— BEGIN —

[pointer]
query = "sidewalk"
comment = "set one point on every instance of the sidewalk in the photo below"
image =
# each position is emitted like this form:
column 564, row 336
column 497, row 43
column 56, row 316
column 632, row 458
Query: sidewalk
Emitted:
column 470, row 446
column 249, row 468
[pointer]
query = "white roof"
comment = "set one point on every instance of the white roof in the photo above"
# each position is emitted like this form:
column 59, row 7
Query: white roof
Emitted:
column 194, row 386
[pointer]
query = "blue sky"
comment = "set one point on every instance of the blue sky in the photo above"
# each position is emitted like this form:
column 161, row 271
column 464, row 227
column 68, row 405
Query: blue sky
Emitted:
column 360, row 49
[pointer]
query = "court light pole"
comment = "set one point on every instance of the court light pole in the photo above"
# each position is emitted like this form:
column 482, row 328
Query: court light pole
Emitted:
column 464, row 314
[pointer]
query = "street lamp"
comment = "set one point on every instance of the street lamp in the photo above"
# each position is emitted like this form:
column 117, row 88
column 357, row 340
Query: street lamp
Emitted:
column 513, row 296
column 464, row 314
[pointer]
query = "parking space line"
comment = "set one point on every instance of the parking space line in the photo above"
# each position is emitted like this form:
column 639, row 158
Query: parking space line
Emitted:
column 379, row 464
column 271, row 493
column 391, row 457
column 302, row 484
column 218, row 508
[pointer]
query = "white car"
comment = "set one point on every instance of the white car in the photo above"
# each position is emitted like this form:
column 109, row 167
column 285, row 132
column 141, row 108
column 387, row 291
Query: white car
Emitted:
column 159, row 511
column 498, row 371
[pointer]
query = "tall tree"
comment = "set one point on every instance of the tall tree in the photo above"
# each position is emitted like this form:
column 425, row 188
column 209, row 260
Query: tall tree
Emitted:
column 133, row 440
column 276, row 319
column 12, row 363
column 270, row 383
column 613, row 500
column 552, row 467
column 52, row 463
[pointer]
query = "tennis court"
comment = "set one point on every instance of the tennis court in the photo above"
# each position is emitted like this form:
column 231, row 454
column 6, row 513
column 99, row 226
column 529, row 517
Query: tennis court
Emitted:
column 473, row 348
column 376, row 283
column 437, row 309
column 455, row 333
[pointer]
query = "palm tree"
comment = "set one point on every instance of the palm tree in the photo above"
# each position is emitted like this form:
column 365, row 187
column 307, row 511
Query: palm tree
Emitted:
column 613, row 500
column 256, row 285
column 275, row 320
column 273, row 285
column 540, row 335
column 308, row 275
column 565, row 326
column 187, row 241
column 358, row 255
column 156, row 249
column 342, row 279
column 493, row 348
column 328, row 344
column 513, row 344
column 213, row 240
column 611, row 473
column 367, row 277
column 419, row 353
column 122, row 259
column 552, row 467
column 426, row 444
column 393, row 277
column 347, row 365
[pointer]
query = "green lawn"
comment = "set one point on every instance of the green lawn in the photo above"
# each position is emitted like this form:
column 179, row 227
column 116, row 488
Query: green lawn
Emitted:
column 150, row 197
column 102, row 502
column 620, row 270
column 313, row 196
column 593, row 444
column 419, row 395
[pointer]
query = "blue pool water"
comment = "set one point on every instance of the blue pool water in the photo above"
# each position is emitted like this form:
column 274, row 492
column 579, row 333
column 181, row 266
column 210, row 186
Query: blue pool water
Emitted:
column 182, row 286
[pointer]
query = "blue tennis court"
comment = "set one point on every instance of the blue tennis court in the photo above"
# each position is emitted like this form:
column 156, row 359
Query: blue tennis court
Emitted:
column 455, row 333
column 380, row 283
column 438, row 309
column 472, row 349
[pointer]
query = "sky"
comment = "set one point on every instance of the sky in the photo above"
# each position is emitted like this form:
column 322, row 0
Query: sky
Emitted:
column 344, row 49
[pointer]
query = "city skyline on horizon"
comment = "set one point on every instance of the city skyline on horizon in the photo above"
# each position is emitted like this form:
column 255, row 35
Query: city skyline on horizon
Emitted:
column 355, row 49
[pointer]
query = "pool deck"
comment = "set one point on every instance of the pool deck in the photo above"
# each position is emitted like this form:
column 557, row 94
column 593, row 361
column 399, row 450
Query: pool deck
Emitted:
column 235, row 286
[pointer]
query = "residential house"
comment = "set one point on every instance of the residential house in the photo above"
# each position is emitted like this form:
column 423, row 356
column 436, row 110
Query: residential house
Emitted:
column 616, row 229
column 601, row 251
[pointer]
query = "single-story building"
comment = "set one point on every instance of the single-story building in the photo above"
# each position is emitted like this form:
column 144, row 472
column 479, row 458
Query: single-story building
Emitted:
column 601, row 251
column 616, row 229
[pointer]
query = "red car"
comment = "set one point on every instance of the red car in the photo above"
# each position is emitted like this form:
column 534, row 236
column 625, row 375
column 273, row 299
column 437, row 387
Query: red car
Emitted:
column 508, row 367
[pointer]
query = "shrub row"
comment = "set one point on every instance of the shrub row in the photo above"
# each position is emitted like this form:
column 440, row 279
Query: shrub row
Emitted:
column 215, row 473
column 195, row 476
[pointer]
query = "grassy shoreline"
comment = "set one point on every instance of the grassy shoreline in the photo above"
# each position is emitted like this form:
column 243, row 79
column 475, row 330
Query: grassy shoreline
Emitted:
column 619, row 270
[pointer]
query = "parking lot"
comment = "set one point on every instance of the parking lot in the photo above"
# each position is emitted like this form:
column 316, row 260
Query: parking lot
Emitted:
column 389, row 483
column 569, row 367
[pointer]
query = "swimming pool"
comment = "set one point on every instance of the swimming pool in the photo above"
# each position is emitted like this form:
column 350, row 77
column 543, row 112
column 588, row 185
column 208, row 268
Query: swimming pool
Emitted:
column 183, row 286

— END —

Exactly reproduce the material above.

#### Response below:
[pointer]
query = "sidewalk"
comment = "set one point on every instance of the sidewalk in the photo below"
image =
# each position is emitted like this form:
column 564, row 336
column 497, row 43
column 56, row 316
column 632, row 458
Query: sidewalk
Emitted:
column 470, row 446
column 249, row 468
[pointer]
query = "white roof"
comment = "set one point on every instance of the white roof in the photo above"
# each position is emitted like this form:
column 59, row 7
Query: white roof
Emitted:
column 194, row 386
[pointer]
query = "blue sky"
comment = "set one point on every instance of the blue sky in the photo above"
# each position is emitted like this form:
column 161, row 271
column 464, row 227
column 68, row 405
Query: blue sky
Emitted:
column 360, row 49
[pointer]
query = "court light pole"
comment = "set one point on every instance of the court light pole in the photo above"
# each position is emitted like this form:
column 482, row 328
Query: court light pole
Emitted:
column 464, row 314
[pointer]
query = "street lamp"
comment = "set one point on every instance of the street lamp in the photo above"
# each position is emitted like this form:
column 117, row 88
column 357, row 340
Query: street lamp
Emitted:
column 513, row 296
column 464, row 314
[pointer]
query = "parking space line"
comment = "set one point on every instance of the parking space line in the photo above"
# each position is emitted like this form:
column 639, row 158
Query: parking space line
Emitted:
column 379, row 464
column 271, row 493
column 391, row 457
column 302, row 484
column 218, row 508
[pointer]
query = "white car"
comment = "set one point on every instance of the white car in the photo above"
# each position is emitted like this form:
column 109, row 167
column 285, row 132
column 141, row 108
column 387, row 291
Query: white car
Emitted:
column 159, row 511
column 498, row 371
[pointer]
query = "tall tree"
comment = "set one point on every instance of the tall tree in the photo above"
# each position is emitted like this form:
column 425, row 188
column 209, row 260
Query: tall tree
Emitted:
column 133, row 440
column 276, row 319
column 12, row 363
column 270, row 383
column 613, row 500
column 552, row 467
column 52, row 463
[pointer]
query = "tennis court"
comment = "set one point on every instance of the tennis court in the photo above"
# each position is emitted like this form:
column 231, row 454
column 6, row 513
column 99, row 226
column 529, row 517
Query: tennis court
Emitted:
column 473, row 348
column 376, row 283
column 437, row 309
column 455, row 333
[pointer]
query = "palm tree"
comment = "set one point on every instance of the palm tree in the photo above"
# each position is emitted like this form:
column 365, row 187
column 307, row 511
Query: palm tree
Emitted:
column 613, row 500
column 256, row 285
column 275, row 320
column 273, row 285
column 540, row 335
column 308, row 275
column 565, row 326
column 187, row 241
column 358, row 255
column 156, row 249
column 342, row 279
column 493, row 348
column 328, row 344
column 513, row 344
column 213, row 240
column 611, row 473
column 367, row 277
column 419, row 353
column 122, row 259
column 552, row 467
column 426, row 444
column 393, row 277
column 347, row 365
[pointer]
query = "green lawn"
comment = "set one point on every instance of the green lawn in the photo above"
# each position is emitted like this form:
column 179, row 227
column 116, row 488
Query: green lawn
Emitted:
column 150, row 197
column 102, row 502
column 620, row 270
column 313, row 196
column 593, row 444
column 419, row 395
[pointer]
query = "blue pool water"
comment = "set one point on every instance of the blue pool water in the photo above"
# each position is emitted like this form:
column 274, row 492
column 579, row 333
column 181, row 266
column 210, row 186
Query: blue pool water
Emitted:
column 182, row 286
[pointer]
query = "blue tennis court"
comment = "set one point on every instance of the blue tennis court in the photo above"
# each position is emitted like this form:
column 156, row 359
Query: blue tennis court
Emitted:
column 455, row 333
column 380, row 283
column 438, row 309
column 472, row 349
[pointer]
query = "sky"
comment = "set one point on every instance of the sky in the photo above"
# each position is emitted like this form:
column 322, row 0
Query: sky
Emitted:
column 344, row 49
[pointer]
query = "city skyline on horizon"
comment = "set one point on every instance of the city skyline on horizon in the photo above"
# each position is emitted like this form:
column 255, row 35
Query: city skyline on horizon
Emitted:
column 355, row 49
[pointer]
query = "pool deck"
comment = "set one point on every instance of the pool deck in the photo above"
# each position is emitted like this form:
column 557, row 94
column 593, row 361
column 399, row 450
Query: pool deck
Emitted:
column 235, row 286
[pointer]
query = "residential house"
comment = "set one point on every instance of the residential house in the photo above"
# each position is emitted like this form:
column 423, row 356
column 436, row 110
Query: residential house
Emitted:
column 616, row 229
column 601, row 251
[pointer]
query = "single-story building"
comment = "set one point on every instance of the single-story building in the photo above"
# each position is emitted like this form:
column 144, row 472
column 479, row 458
Query: single-story building
Emitted:
column 601, row 251
column 616, row 229
[pointer]
query = "red car"
comment = "set one point on every instance of the red car in the photo above"
# each position is emitted like this form:
column 534, row 236
column 625, row 375
column 273, row 299
column 437, row 387
Query: red car
Emitted:
column 508, row 367
[pointer]
query = "shrub row"
comment = "set one point on every instance of the shrub row in the photo above"
# each position is emitted like this form:
column 440, row 279
Query: shrub row
Emitted:
column 215, row 473
column 195, row 476
[pointer]
query = "grassy shoreline"
comment = "set one point on every instance of the grassy shoreline in the photo above"
# each position is emitted like this form:
column 243, row 79
column 475, row 330
Query: grassy shoreline
Emitted:
column 619, row 270
[pointer]
query = "parking lot"
comment = "set one point on every instance of the parking lot in the photo above"
# each position is emitted like this form:
column 316, row 260
Query: parking lot
Emitted:
column 389, row 483
column 569, row 367
[pointer]
query = "swimming pool"
comment = "set one point on every instance of the swimming pool in the photo above"
# each position is emitted like this form:
column 350, row 77
column 543, row 112
column 588, row 185
column 208, row 268
Query: swimming pool
Emitted:
column 183, row 286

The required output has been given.